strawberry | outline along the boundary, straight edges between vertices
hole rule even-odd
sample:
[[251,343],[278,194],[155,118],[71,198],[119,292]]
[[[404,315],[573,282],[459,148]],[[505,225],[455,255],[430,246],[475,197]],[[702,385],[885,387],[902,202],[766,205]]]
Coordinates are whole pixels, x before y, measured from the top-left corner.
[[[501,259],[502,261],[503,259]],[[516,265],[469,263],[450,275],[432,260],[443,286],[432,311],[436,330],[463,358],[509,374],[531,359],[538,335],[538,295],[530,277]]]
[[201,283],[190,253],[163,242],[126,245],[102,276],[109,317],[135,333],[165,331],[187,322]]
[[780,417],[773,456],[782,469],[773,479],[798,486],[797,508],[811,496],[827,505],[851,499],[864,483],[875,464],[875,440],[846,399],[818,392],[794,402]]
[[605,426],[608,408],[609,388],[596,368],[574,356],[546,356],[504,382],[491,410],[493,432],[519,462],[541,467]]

EXERCISE:
From top to bottom, please output the material exactly.

RESPONSE AREA:
strawberry | outline along the boundary, straight edges between vertices
hole rule even-odd
sample:
[[251,343],[278,194],[155,118],[71,198],[119,292]]
[[[404,315],[573,282],[459,148]],[[505,225],[455,255],[430,246],[475,197]],[[702,385],[885,387],[902,202],[766,205]]]
Coordinates are whole pixels, x before y, measured from the top-left corner.
[[[501,259],[502,261],[503,259]],[[516,265],[469,263],[450,275],[432,260],[443,286],[432,311],[436,330],[463,358],[509,374],[531,359],[538,335],[538,295],[530,277]]]
[[201,283],[190,253],[163,242],[126,245],[102,276],[109,317],[135,333],[165,331],[187,322]]
[[780,417],[773,456],[782,469],[773,479],[798,486],[797,508],[811,496],[827,505],[851,499],[864,483],[875,464],[875,440],[846,399],[818,392],[794,402]]
[[605,426],[608,408],[609,388],[596,368],[574,356],[546,356],[504,382],[491,410],[493,432],[519,462],[541,467]]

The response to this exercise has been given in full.